• TEXTAUSSCHNITT
<<<<
Coronakrise offenbart die mangelhafte Politik der frühen Kindheit

7.04.2020

Die Politik der frühen Kindheit rückt aufgrund der Coronakrise unverhofft in den Fokus. Die Systemrelevanz der Institutionen der familienergänzenden Kinderbetreuung wird offenkundig. Zudem drohen in der aktuellen Ausnahmesituation die Bedürfnisse der Kleinsten in den Hintergrund zu treten.

Die Corona-Pandemie ist universal und betrifft sämtliche Bereiche der Gesellschaft und Wirtschaft. Dazu gehört auch die Politik der frühen Kindheit und insbesondere die Institutionen der familienergänzenden Kinderbetreuung. Der aktuelle Lockdown unterstreicht die Systemrelevanz der Vorschulbetreuung. Entsprechend umfasste die vom Bundesrat am 13. März verabschiedete und laufend aktualisierte COVID-19-Notverordnung die Forderung, dass Kindertagesstätten, Tagesfamilienorganisationen und private schulergänzende Tagesstrukturen grundsätzlich offen bleiben bzw. nur geschlossen werden, wenn die zuständigen Behörden andere geeignete Betreuungsangebote vorsehen.

Schutz und Finanzierung als zentrale Fragen
Der bundesrätliche Entscheid wirft insbesondere Finanzierungsfragen, sowie Fragen zum Schutz des Betreuungspersonals selbst auf. Kibesuisse warnt zudem vor dem Aufbau von Parallelstrukturen: Insbesondere im Frühbereich ist eine Betreuung im gewohnten Umfeld mit vertrauten Bezugspersonen von grosser Wichtigkeit. Eltern sind von der Situation dreifach betroffen: Sie müssen weiterhin für die Kitakosten aufkommen, die einen hohen Ausgabenposten darstellen, und gleichzeitig drohen Erwerbsausfälle, weil sie Kinderbetreuungsaufgaben übernehmen müssen. Hinzu kommt die Unsicherheit, dass aufgrund der Wirtschaftslage zusätzliche Erwerbsausfälle drohen. Diese Lage verschärft die Kluft zwischen wohlhabenden und weniger wohlhabenden Familien, was sich besonders auf die Chancengerechtigkeit von Kindern auswirkt.
>>>>
• FRAGEN
A. An welchem Tag hat der Bundesrat laut dem Artikel über die Politik der frühen Kindheit in der Coronakrise die COVID-19-Notverordnung verabschiedet?
B. Gib aus dem Artikel über die Politik der frühen Kindheit in der Coronakrise den Abschnitt wörtlich wieder, beginnend mit "Die Corona-Pandemie ist" und fortlaufend bis einschließlich "geeignete Betreuungsangebote vorsehen.".
C. Setze den Artikel über die Politik der frühen Kindheit in der Coronakrise im Anschluss an seinen letzten Satz fort.

Gespeicherte Dateneinträge:
<<<<
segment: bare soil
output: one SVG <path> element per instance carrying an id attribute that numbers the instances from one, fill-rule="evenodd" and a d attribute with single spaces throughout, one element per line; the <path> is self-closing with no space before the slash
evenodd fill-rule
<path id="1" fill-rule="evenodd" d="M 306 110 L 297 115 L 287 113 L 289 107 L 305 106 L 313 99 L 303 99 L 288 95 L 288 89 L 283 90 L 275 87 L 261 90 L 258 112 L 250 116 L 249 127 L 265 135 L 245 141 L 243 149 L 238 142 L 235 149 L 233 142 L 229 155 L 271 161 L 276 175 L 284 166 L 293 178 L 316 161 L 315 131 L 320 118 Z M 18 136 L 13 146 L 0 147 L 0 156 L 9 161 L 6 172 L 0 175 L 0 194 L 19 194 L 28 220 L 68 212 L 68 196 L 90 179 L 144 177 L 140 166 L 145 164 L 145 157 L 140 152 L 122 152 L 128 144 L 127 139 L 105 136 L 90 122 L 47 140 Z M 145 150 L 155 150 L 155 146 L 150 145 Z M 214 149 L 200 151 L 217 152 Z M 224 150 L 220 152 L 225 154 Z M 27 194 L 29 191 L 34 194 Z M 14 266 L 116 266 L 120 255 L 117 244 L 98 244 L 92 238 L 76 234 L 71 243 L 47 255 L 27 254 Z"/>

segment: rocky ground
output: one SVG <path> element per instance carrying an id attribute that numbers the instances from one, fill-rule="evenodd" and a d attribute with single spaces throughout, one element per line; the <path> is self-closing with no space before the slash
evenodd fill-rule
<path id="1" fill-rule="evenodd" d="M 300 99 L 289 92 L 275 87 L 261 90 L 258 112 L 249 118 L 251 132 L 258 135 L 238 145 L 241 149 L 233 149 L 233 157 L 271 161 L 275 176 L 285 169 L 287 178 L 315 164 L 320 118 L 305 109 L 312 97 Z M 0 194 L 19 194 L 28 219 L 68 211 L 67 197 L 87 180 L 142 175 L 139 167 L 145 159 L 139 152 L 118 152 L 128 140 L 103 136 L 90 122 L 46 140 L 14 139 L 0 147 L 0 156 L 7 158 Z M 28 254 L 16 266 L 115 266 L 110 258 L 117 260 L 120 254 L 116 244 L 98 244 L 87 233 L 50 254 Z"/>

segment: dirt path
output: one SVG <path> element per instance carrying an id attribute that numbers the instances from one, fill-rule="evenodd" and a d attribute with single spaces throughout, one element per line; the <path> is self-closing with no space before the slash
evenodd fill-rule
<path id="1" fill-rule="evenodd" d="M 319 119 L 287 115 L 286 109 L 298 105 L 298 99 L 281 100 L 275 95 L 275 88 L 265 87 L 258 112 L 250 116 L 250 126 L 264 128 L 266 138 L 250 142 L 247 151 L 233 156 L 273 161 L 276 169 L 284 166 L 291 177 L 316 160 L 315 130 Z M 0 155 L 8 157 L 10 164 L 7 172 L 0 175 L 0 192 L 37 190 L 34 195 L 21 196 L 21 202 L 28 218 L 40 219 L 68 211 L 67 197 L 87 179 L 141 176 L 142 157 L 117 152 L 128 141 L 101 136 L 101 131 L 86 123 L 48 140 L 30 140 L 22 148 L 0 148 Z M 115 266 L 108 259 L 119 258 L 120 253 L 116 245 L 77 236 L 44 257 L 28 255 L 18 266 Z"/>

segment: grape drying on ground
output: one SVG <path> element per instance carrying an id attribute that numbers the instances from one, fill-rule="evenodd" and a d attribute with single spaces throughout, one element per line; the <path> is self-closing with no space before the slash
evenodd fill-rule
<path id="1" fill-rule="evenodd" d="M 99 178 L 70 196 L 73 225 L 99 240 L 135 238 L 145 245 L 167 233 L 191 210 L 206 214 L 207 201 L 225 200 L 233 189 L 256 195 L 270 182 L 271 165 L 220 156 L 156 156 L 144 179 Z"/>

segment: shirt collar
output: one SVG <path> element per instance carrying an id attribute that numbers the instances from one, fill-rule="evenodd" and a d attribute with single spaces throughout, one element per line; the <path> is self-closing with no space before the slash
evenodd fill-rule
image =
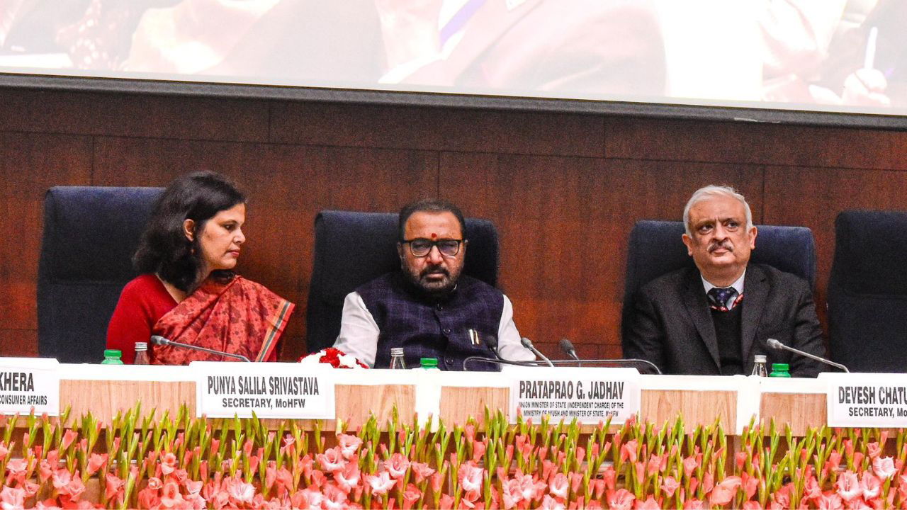
<path id="1" fill-rule="evenodd" d="M 743 294 L 743 279 L 745 276 L 746 276 L 746 270 L 744 270 L 743 274 L 740 275 L 740 278 L 736 279 L 736 281 L 731 284 L 731 287 L 733 287 L 734 289 L 737 291 L 737 295 Z M 702 276 L 702 273 L 699 273 L 699 278 L 702 279 L 702 286 L 703 288 L 706 289 L 707 294 L 708 294 L 709 290 L 715 289 L 716 286 L 709 283 L 708 280 L 706 280 L 704 276 Z"/>

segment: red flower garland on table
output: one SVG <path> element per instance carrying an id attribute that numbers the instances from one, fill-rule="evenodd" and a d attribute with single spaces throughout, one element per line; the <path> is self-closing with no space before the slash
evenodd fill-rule
<path id="1" fill-rule="evenodd" d="M 324 363 L 335 368 L 368 368 L 368 365 L 359 361 L 355 356 L 332 347 L 302 356 L 299 358 L 299 363 L 307 365 Z"/>

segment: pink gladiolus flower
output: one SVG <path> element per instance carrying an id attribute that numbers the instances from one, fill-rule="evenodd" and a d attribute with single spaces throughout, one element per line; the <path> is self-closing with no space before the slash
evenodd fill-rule
<path id="1" fill-rule="evenodd" d="M 567 491 L 570 488 L 570 484 L 567 482 L 567 476 L 563 473 L 558 473 L 551 476 L 551 481 L 548 485 L 548 492 L 551 495 L 555 495 L 561 499 L 567 499 Z"/>
<path id="2" fill-rule="evenodd" d="M 661 481 L 661 490 L 665 492 L 665 495 L 671 497 L 674 495 L 674 492 L 678 490 L 680 486 L 680 483 L 678 482 L 674 476 L 665 476 L 664 480 Z"/>
<path id="3" fill-rule="evenodd" d="M 403 493 L 404 510 L 409 510 L 410 508 L 412 508 L 413 505 L 415 505 L 417 501 L 419 501 L 420 497 L 422 497 L 422 491 L 419 490 L 419 487 L 415 486 L 413 484 L 407 485 L 406 490 L 404 491 Z"/>
<path id="4" fill-rule="evenodd" d="M 464 462 L 460 465 L 457 472 L 457 480 L 460 486 L 466 492 L 477 491 L 482 488 L 482 476 L 484 470 L 473 466 L 472 462 Z"/>
<path id="5" fill-rule="evenodd" d="M 321 500 L 321 507 L 325 510 L 340 510 L 346 508 L 346 493 L 340 490 L 333 484 L 325 485 L 324 499 Z"/>
<path id="6" fill-rule="evenodd" d="M 20 510 L 25 507 L 24 489 L 4 485 L 0 492 L 0 507 L 3 510 Z"/>
<path id="7" fill-rule="evenodd" d="M 545 497 L 541 500 L 541 506 L 539 506 L 539 508 L 541 510 L 564 510 L 564 505 L 546 494 Z"/>
<path id="8" fill-rule="evenodd" d="M 863 499 L 869 501 L 882 492 L 882 481 L 869 471 L 863 471 L 863 479 L 860 480 L 860 487 L 863 489 Z"/>
<path id="9" fill-rule="evenodd" d="M 873 460 L 873 471 L 875 475 L 882 478 L 883 480 L 887 480 L 894 476 L 897 473 L 897 469 L 894 467 L 894 459 L 890 456 L 881 457 L 877 456 Z"/>
<path id="10" fill-rule="evenodd" d="M 372 494 L 383 495 L 387 494 L 387 491 L 394 487 L 395 482 L 391 480 L 390 474 L 386 471 L 382 471 L 377 476 L 368 475 L 366 476 L 366 483 L 372 487 Z"/>
<path id="11" fill-rule="evenodd" d="M 318 460 L 318 464 L 321 465 L 321 468 L 328 473 L 339 471 L 346 465 L 346 460 L 344 459 L 340 446 L 335 446 L 323 454 L 317 454 L 315 457 Z"/>
<path id="12" fill-rule="evenodd" d="M 409 459 L 403 454 L 394 454 L 391 456 L 391 458 L 385 462 L 385 469 L 387 470 L 391 478 L 395 480 L 403 478 L 403 476 L 406 474 L 406 470 L 409 469 Z"/>
<path id="13" fill-rule="evenodd" d="M 10 464 L 13 461 L 9 461 Z M 6 468 L 9 469 L 9 464 L 6 465 Z M 68 469 L 57 469 L 54 472 L 54 488 L 60 490 L 69 485 L 70 480 L 73 479 L 73 475 Z"/>
<path id="14" fill-rule="evenodd" d="M 636 462 L 636 439 L 632 441 L 627 441 L 624 446 L 620 446 L 620 462 L 624 462 L 629 459 L 630 462 Z"/>
<path id="15" fill-rule="evenodd" d="M 164 484 L 163 482 L 161 481 L 161 478 L 158 478 L 157 476 L 151 476 L 151 478 L 148 479 L 148 486 L 157 490 L 164 486 Z"/>
<path id="16" fill-rule="evenodd" d="M 170 475 L 176 469 L 176 456 L 172 453 L 166 453 L 161 457 L 161 472 Z"/>
<path id="17" fill-rule="evenodd" d="M 683 510 L 706 510 L 706 502 L 691 497 L 683 502 Z"/>
<path id="18" fill-rule="evenodd" d="M 92 454 L 88 458 L 88 474 L 94 475 L 105 464 L 107 464 L 107 454 Z"/>
<path id="19" fill-rule="evenodd" d="M 608 507 L 611 510 L 629 510 L 636 496 L 627 489 L 618 489 L 608 493 Z"/>
<path id="20" fill-rule="evenodd" d="M 75 440 L 76 436 L 78 436 L 78 434 L 76 434 L 75 431 L 73 430 L 72 428 L 66 430 L 66 432 L 63 432 L 63 441 L 60 443 L 60 449 L 65 450 L 66 448 L 68 448 L 69 446 L 73 444 L 73 441 Z"/>
<path id="21" fill-rule="evenodd" d="M 243 482 L 238 477 L 228 478 L 225 485 L 227 494 L 234 502 L 251 503 L 252 498 L 255 497 L 255 486 L 252 484 Z M 164 489 L 166 490 L 166 485 L 164 485 Z"/>
<path id="22" fill-rule="evenodd" d="M 180 485 L 176 482 L 171 481 L 164 484 L 164 489 L 161 495 L 161 505 L 164 508 L 182 508 L 185 506 L 182 495 L 180 494 Z"/>
<path id="23" fill-rule="evenodd" d="M 658 501 L 655 501 L 655 498 L 652 497 L 651 495 L 649 495 L 649 499 L 645 502 L 637 500 L 636 506 L 634 506 L 634 508 L 636 508 L 636 510 L 661 510 L 661 505 L 658 505 Z"/>
<path id="24" fill-rule="evenodd" d="M 160 507 L 161 498 L 158 497 L 158 490 L 145 487 L 139 491 L 139 506 L 141 508 Z"/>
<path id="25" fill-rule="evenodd" d="M 340 453 L 343 454 L 343 457 L 349 460 L 359 451 L 359 446 L 362 446 L 362 439 L 352 434 L 340 434 L 337 436 L 337 446 L 340 447 Z"/>
<path id="26" fill-rule="evenodd" d="M 112 475 L 110 473 L 104 476 L 104 479 L 107 481 L 107 485 L 104 487 L 104 496 L 107 497 L 108 500 L 113 499 L 119 495 L 120 490 L 123 487 L 124 481 L 121 480 L 116 475 Z M 156 489 L 154 490 L 156 491 Z M 157 493 L 155 492 L 155 494 Z M 151 507 L 146 506 L 146 508 Z"/>
<path id="27" fill-rule="evenodd" d="M 860 487 L 860 480 L 857 479 L 856 473 L 853 471 L 845 471 L 838 476 L 838 481 L 834 484 L 837 487 L 838 495 L 841 499 L 850 502 L 854 497 L 857 497 L 863 494 L 863 489 Z"/>
<path id="28" fill-rule="evenodd" d="M 334 472 L 334 480 L 346 494 L 349 494 L 353 487 L 359 485 L 360 478 L 359 466 L 355 462 L 349 462 L 343 469 Z"/>
<path id="29" fill-rule="evenodd" d="M 712 492 L 708 495 L 708 504 L 709 505 L 727 505 L 734 499 L 734 495 L 736 495 L 737 489 L 743 484 L 740 476 L 728 476 L 722 480 L 718 485 L 715 485 Z"/>
<path id="30" fill-rule="evenodd" d="M 426 463 L 414 462 L 411 463 L 409 466 L 413 470 L 413 475 L 415 476 L 416 484 L 421 484 L 423 480 L 434 474 L 434 470 L 429 467 Z"/>
<path id="31" fill-rule="evenodd" d="M 844 503 L 837 494 L 827 491 L 816 498 L 815 506 L 820 510 L 840 510 L 844 507 Z"/>

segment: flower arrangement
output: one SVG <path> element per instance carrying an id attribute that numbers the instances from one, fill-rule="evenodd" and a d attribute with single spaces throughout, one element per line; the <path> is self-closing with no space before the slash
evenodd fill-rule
>>>>
• GELÖSTE AUFGABEN
A. Am 13. März.

B.
Die Corona-Pandemie ist universal und betrifft sämtliche Bereiche der Gesellschaft und Wirtschaft. Dazu gehört auch die Politik der frühen Kindheit und insbesondere die Institutionen der familienergänzenden Kinderbetreuung. Der aktuelle Lockdown unterstreicht die Systemrelevanz der Vorschulbetreuung. Entsprechend umfasste die vom Bundesrat am 13. März verabschiedete und laufend aktualisierte COVID-19-Notverordnung die Forderung, dass Kindertagesstätten, Tagesfamilienorganisationen und private schulergänzende Tagesstrukturen grundsätzlich offen bleiben bzw. nur geschlossen werden, wenn die zuständigen Behörden andere geeignete Betreuungsangebote vorsehen.

C.
In ihrer Stellungnahme vom 2. April 2020 fasst die Eidgenössische Kommission für Familienfragen EKFF die Auswirkungen der Corona-Pandemie für den Vorschulbereich als folgende Systemmängel zusammen:

  • Unterschiedliche Behandlung von Vorschulbetreuung und Schulwesen
  • Zahlungsausstände der Eltern gefährden Betreuungssystem
  • Fehlende finanzielle Polster der Kindertagesstätten für Notzeiten
  • Kita-Mitarbeitende können sich nicht vor einer Infektion mit dem Corona-Virus schützen

Einige Kantone und Städte, wie zum Beispiel die Kantone Zug, St. Gallen und Solothurn sowie die Städte Zürich und Luzern haben reagiert und unterstützen die Institutionen der familienergänzenden Kinderbetreuung finanziell. Aufgrund des helvetischen Föderalismus ist der Umgang mit der Problematik jedoch je nach Kanton und Stadt unterschiedlich.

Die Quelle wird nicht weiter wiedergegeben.